Enunciado ::
Reproduza o trecho que vai da linha que contém "# Provide the mask of every instance of the patient's face." até o fim das entradas, incluindo os dois extremos e também os pedidos. Multiplique por 0,35 apenas as coordenadas das respostas, arredondando para o inteiro mais próximo com metades para cima, e mantenha inalterados os números dos pedidos e dos modelos de formato.

Dados do exercício ::
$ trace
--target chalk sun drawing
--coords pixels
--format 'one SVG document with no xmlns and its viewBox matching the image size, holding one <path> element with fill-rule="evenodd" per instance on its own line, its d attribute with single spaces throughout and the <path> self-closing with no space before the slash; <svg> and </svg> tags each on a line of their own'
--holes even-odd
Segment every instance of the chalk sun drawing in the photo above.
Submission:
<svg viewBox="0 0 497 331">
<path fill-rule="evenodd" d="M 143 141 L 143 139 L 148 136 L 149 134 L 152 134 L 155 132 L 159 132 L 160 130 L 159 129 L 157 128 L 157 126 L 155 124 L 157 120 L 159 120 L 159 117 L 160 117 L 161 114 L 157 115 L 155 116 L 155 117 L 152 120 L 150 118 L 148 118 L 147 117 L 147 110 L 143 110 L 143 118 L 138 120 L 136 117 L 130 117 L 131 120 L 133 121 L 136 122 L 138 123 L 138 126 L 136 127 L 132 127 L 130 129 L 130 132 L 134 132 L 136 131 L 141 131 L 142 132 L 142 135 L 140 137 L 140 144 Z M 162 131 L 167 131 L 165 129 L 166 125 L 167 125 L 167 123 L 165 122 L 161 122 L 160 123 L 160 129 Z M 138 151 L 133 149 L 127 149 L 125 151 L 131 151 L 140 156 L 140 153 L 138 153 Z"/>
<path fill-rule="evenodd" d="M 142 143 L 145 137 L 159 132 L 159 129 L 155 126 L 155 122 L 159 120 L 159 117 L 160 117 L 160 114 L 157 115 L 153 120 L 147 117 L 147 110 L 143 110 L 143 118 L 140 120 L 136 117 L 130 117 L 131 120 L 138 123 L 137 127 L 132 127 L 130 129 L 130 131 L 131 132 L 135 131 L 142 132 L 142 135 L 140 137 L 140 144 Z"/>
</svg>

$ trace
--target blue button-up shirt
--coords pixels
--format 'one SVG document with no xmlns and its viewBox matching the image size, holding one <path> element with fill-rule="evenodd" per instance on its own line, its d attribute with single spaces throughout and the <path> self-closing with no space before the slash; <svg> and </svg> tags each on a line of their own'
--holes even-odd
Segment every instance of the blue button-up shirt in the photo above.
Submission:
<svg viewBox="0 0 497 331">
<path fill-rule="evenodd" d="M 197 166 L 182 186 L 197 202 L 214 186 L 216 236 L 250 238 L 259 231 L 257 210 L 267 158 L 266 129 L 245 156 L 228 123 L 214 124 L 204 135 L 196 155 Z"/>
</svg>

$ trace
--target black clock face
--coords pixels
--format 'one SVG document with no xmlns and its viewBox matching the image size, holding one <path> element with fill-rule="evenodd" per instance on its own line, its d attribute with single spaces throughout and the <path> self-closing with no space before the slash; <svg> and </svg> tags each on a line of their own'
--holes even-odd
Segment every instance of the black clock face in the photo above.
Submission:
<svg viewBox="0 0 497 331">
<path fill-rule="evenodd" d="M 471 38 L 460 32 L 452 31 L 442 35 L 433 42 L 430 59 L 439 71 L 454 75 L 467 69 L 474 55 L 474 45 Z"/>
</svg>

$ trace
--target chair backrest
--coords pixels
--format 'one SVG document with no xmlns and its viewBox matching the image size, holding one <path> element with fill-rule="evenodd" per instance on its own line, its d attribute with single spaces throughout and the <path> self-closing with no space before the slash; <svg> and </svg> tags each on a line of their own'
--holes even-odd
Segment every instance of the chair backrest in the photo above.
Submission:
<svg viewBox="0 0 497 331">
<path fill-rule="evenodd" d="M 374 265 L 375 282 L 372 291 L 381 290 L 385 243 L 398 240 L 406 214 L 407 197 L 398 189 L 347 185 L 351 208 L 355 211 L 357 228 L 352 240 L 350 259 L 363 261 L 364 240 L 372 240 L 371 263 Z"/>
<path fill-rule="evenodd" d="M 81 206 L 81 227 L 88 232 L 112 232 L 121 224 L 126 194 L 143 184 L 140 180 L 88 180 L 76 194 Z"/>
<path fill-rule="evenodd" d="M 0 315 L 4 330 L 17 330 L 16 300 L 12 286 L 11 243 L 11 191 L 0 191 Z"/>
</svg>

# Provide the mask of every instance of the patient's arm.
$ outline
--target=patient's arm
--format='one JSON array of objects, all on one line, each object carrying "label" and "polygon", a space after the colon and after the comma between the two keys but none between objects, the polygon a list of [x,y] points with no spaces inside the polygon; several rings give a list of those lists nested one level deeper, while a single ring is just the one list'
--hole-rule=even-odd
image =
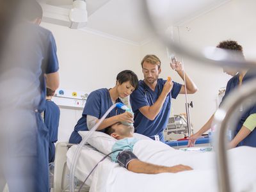
[{"label": "patient's arm", "polygon": [[157,174],[161,173],[177,173],[183,171],[191,170],[188,166],[178,164],[173,166],[164,166],[145,163],[139,159],[132,160],[127,166],[128,170],[138,173],[147,174]]}]

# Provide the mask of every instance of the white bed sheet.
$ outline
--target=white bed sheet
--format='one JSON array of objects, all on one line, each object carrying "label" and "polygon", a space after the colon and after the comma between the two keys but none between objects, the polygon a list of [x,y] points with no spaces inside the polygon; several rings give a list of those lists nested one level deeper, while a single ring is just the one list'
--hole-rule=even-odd
[{"label": "white bed sheet", "polygon": [[[68,151],[68,159],[72,159],[72,150]],[[214,152],[184,152],[148,140],[138,141],[133,152],[140,159],[148,163],[166,166],[183,164],[194,170],[177,173],[138,174],[106,159],[87,183],[91,186],[90,191],[218,191]],[[77,177],[84,179],[103,156],[92,149],[83,150]],[[232,191],[256,191],[256,148],[242,147],[230,150],[228,158]]]}]

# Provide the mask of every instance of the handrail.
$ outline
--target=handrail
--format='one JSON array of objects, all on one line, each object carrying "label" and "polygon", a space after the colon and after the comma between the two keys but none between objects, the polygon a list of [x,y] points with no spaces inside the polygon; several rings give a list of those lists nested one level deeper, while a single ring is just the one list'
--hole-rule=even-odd
[{"label": "handrail", "polygon": [[[219,184],[219,191],[230,192],[230,184],[228,177],[228,166],[227,156],[227,131],[228,124],[230,123],[232,118],[239,119],[235,112],[240,107],[243,101],[246,99],[251,99],[250,105],[243,104],[243,111],[246,111],[250,106],[256,103],[256,79],[248,81],[242,85],[239,89],[236,89],[228,95],[224,100],[221,107],[215,113],[214,124],[216,124],[216,129],[214,132],[214,149],[216,154],[216,163],[218,171],[218,180]],[[234,118],[233,118],[234,119]],[[234,129],[237,121],[231,122],[231,127]]]}]

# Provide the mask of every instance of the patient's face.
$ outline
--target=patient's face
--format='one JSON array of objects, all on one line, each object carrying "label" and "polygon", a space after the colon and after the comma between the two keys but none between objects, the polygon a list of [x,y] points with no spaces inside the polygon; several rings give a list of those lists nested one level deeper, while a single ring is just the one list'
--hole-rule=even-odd
[{"label": "patient's face", "polygon": [[132,136],[134,132],[134,127],[133,126],[128,126],[121,123],[117,123],[112,125],[112,128],[115,129],[115,132],[122,136]]}]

Resposta esperada ::
# Provide the mask of every instance of the patient's face.
$ outline
--target=patient's face
--format='one JSON array of objects, all on one line, each object carrying "label" and "polygon", a space after the colon and after the comma between the two keys but none between objects, the polygon a list of [x,y] points with no spaces inside the polygon; several rings give a list of those lists nested one level deeper, while a single ring is just the one list'
--hole-rule=even-odd
[{"label": "patient's face", "polygon": [[46,48],[47,46],[47,44],[47,44],[45,44],[42,43],[41,43],[39,44],[39,45],[40,45],[40,46],[43,48]]}]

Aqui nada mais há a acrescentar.